## Start

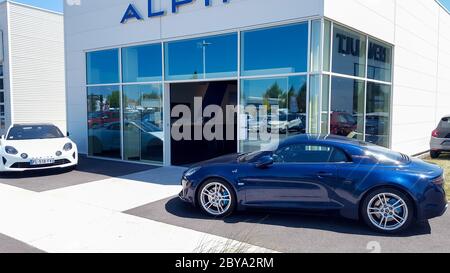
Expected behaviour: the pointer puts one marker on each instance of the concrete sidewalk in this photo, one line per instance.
(89, 218)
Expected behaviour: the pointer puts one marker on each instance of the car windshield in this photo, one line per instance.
(385, 155)
(34, 132)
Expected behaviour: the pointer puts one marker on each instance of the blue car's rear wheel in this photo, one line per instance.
(388, 210)
(216, 198)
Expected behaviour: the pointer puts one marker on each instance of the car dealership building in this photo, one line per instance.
(377, 71)
(32, 80)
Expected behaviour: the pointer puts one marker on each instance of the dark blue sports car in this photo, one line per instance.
(388, 190)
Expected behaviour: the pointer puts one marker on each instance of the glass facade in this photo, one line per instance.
(349, 52)
(342, 86)
(103, 67)
(104, 125)
(2, 100)
(143, 123)
(277, 50)
(204, 58)
(286, 95)
(142, 64)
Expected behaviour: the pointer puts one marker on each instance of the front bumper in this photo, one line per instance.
(14, 163)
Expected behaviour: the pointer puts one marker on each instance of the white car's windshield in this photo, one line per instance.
(34, 132)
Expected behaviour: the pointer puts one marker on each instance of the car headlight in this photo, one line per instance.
(11, 150)
(191, 171)
(68, 147)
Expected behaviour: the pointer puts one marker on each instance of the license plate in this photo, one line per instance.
(44, 161)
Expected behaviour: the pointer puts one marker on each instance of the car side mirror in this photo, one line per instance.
(264, 162)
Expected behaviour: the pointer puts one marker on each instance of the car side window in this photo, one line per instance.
(303, 153)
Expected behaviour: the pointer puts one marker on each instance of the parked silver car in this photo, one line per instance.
(440, 138)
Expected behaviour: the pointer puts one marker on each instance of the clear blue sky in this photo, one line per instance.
(57, 5)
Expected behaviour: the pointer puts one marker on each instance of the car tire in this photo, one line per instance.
(435, 154)
(387, 210)
(221, 205)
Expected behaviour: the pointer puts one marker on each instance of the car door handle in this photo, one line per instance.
(324, 174)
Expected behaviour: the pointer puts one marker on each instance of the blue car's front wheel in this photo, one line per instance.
(216, 198)
(388, 210)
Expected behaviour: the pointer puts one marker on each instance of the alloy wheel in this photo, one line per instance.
(215, 198)
(387, 211)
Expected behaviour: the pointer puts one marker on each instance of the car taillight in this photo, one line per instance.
(435, 133)
(438, 181)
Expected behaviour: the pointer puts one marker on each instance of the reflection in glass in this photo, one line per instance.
(327, 46)
(277, 50)
(349, 52)
(325, 128)
(347, 108)
(103, 66)
(379, 61)
(286, 93)
(208, 57)
(143, 123)
(316, 42)
(377, 116)
(142, 63)
(314, 104)
(104, 121)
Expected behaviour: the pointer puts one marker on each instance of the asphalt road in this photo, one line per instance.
(296, 232)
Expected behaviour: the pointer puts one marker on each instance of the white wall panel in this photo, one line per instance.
(37, 58)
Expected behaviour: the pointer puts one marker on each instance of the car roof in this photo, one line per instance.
(32, 124)
(324, 139)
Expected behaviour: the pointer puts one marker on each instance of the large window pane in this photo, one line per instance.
(378, 114)
(349, 52)
(288, 94)
(316, 42)
(314, 104)
(104, 121)
(327, 46)
(142, 63)
(275, 50)
(325, 120)
(379, 61)
(103, 66)
(208, 57)
(347, 107)
(143, 123)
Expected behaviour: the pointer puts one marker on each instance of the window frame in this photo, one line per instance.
(333, 147)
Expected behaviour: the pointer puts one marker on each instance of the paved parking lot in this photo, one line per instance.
(10, 245)
(109, 206)
(296, 232)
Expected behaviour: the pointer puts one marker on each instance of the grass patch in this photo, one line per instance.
(444, 162)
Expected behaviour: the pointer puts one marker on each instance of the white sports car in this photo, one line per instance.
(36, 147)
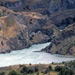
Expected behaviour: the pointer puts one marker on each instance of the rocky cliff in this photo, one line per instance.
(64, 43)
(22, 29)
(27, 22)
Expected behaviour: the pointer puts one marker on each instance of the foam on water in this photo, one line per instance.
(28, 55)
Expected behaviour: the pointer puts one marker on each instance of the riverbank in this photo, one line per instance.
(64, 68)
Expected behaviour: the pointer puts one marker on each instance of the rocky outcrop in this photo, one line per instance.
(27, 5)
(22, 29)
(64, 43)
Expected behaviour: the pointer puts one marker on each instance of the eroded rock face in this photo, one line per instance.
(22, 29)
(29, 5)
(64, 43)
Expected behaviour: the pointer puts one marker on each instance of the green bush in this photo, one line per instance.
(36, 69)
(2, 73)
(24, 69)
(50, 68)
(58, 68)
(66, 72)
(13, 72)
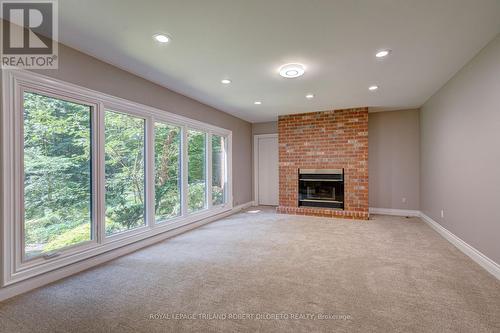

## End

To be done:
Give only the number of lines in the rows above that contain the string "windshield", counting case as significant.

The solution:
2